Lesetext
---*---

Deshalb ist diese Trennung, in der DDR habe es keine Kunst geben können, weil es keine Freiheit in unserem Sinne gegeben hat, ist so absurd, dass man fast sich schämt, dagegen noch zu protestieren. Aber man muss es tun, weil das schon eine merkwürdige Angelegenheit ist, zumal ja die Bundeskanzlerin diese Ausstellung eröffnet hat und sie sich einen pseudostaatlichen Anstrich gibt, indem sie so eine Art Kanon herstellen möchte, was ist in den 60 Jahren Bundesrepublik an relevanter Kunst entstanden, und dann setzt eben Deutschland Ost nur vor 20 Jahren ein.

Nein, das ist ein so ärgerlicher Vorgang, dass man, trotzdem vieles dazu schon gesagt worden ist, dagegen protestieren muss. Vor allen Dingen gegen die Behauptung, Kunst könne nur unter dem Schutz des Artikel 5 unseres Grundgesetzes in Deutschland entstanden sein. Das ist einfach unmöglich, diese Behauptung aufrechtzuerhalten. Erstaunlich ist, dass doch sehr seriöse Kuratoren auch offenbar diese These mit geprägt haben.

---*---

Datenliste
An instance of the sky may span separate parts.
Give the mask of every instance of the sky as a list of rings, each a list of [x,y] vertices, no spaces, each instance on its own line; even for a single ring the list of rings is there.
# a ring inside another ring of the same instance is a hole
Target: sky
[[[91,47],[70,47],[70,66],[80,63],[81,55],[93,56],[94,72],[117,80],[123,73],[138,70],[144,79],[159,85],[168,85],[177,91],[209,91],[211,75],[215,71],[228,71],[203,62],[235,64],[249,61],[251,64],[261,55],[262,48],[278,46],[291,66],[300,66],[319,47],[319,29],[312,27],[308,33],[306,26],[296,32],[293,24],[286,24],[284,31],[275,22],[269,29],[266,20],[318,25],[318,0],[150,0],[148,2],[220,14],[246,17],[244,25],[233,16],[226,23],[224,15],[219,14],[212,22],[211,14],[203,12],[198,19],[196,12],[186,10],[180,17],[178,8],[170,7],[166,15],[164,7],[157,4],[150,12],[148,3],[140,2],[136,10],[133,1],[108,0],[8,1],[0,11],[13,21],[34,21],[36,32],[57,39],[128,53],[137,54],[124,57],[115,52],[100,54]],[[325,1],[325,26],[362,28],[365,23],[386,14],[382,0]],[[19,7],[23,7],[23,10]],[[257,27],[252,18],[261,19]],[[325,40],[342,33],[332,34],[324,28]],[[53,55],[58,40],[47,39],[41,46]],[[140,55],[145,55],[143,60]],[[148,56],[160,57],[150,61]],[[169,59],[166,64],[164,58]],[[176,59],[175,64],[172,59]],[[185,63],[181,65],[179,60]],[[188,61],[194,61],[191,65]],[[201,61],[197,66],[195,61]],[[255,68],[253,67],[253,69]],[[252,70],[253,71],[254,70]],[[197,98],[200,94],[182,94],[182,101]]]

---*---

Aufgaben und Übungen
A. Beantworte drei kurze Fragen zum Lesetext:
(i) Wer hat die Ausstellung eröffnet?
(ii) Wie viele Jahre Bundesrepublik werden genannt?
(iii) Welcher Artikel des Grundgesetzes wird erwähnt?
B. Benenne "sky" in "ocean" um, und zwar in den Zeilen der Datenliste vom Anfang bis einschließlich der Zeile mit "Target: sky". Gib nur diese Zeilen aus und lass alles andere unverändert.

Lösungen
A.
(i) Die Bundeskanzlerin.
(ii) 60 Jahre.
(iii) Artikel 5.

B.
An instance of the ocean may span separate parts.
Give the mask of every instance of the ocean as a list of rings, each a list of [x,y] vertices, no spaces, each instance on its own line; even for a single ring the list of rings is there.
# a ring inside another ring of the same instance is a hole
Target: ocean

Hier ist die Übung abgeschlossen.